§ **TEXTE À LIRE**:
::::
Souvenirs du bord de l'eau

 Pour le Nid des mots de ABC :

thème à publier le samedi 21 novembre sur vos blogs :
"En écoutant la Moldau de Smétana, écrire sur le thème de l'eau"

 



L'eau s'écoulait nonchalamment
A peine ridée par le vent
Le chaland allait lentement
La femme sans âge,
sans nuage sur son visage
S'imprégnait du paysage

J'avais vu son annonce d'offre de cours particuliers de piano classique et moderne dans le journal Le Monde car j'avais acheté un clavier électronique et je ne m'en sortais pas toute seule. Il lui fallait deux  heures par le train depuis Paris où elle logeait dans un foyer pour femmes de L'Armée du Salut et autant pour le retour. Juste pour  m'apprendre les rudiments du piano pendant mon troisième congé de maternité et pour un prix plus que modeste.
::::
§ **DONNÉES FOURNIES**:
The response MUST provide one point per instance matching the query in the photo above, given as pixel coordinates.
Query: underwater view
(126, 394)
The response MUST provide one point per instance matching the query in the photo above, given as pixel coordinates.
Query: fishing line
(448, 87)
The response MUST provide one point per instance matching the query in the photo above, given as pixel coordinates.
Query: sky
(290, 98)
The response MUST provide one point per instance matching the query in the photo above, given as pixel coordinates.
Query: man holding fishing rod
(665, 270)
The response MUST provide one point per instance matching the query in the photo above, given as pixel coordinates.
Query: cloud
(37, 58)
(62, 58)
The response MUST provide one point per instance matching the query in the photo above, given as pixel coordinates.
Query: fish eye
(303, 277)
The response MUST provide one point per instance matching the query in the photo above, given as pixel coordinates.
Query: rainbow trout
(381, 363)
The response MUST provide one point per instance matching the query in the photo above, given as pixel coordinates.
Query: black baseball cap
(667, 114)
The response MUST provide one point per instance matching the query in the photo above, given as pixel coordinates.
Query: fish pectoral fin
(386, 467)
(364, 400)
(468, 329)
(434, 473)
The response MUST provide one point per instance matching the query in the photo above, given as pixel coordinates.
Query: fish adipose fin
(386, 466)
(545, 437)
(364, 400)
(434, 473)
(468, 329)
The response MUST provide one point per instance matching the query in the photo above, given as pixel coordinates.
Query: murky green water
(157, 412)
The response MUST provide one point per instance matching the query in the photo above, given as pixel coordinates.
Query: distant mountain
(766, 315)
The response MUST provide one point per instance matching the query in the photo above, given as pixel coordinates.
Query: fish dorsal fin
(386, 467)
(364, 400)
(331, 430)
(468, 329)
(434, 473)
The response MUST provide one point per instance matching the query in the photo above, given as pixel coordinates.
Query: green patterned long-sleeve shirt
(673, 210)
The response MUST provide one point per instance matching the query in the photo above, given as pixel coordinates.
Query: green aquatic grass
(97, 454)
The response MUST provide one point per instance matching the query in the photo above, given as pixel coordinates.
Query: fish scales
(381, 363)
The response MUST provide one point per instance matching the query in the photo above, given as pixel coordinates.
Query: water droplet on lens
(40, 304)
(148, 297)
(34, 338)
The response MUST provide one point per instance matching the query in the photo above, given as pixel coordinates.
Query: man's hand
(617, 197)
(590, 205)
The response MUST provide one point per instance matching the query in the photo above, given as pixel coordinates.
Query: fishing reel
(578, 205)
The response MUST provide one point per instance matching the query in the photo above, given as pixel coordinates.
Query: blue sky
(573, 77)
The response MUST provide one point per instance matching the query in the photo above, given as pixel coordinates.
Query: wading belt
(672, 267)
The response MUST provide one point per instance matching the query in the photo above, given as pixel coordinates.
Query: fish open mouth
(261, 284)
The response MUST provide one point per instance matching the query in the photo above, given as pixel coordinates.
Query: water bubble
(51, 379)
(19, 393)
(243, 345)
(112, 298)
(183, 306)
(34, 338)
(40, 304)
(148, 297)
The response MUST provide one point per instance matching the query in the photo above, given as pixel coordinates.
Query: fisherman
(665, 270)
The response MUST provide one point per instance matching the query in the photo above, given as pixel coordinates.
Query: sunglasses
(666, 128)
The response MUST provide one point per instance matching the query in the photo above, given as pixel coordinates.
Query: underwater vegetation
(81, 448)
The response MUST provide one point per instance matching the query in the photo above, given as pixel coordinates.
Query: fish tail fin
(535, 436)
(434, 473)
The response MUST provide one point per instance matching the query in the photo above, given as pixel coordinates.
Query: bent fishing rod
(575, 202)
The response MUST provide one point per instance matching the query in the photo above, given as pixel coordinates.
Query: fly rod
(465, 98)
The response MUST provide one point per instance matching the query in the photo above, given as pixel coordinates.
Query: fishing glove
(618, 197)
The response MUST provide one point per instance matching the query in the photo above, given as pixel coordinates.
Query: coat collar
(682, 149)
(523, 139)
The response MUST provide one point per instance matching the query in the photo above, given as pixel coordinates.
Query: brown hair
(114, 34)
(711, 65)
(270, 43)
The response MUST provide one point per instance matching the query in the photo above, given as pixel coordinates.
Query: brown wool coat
::::
§ **CONSIGNE ÉCRITE 1**: Filtrez les enregistrements pour ne garder que les lignes où figure la chaîne « brown », puis recopiez chacune de ces lignes.
§ **CONSIGNE ÉCRITE 2**: Poursuivez, s'il vous plaît, le texte sur les souvenirs du bord de l'eau en reprenant juste après sa dernière phrase.

§ **RÉPONSE ATTENDUE 1**:
Query: brown hair
Query: brown wool coat

§ **RÉPONSE ATTENDUE 2**:
Après ma leçon je lui offrais du thé et des gâteaux et nous écoutions de la musique de son choix. Elle aimait particulièrement La Moldau de Smetana. Et quand le temps était clément elle me demandait si nous pouvions aller nous promener le long de la rivière toute proche. Nous étions en hiver, j'emmitouflais mon bébé et nous partions avec le landau.

Le poème symphonique de Smetana est enkysté de ce souvenir de près de quarante ans. Elle me disait combien contempler le fil de l'eau l'apaisait et elle me racontait par bribes des fragments de sa vie d'avant. Sa voix sans affect, sans ressentiment non plus, avait le même ton que si elle m'avait demandé de lui passer le sel.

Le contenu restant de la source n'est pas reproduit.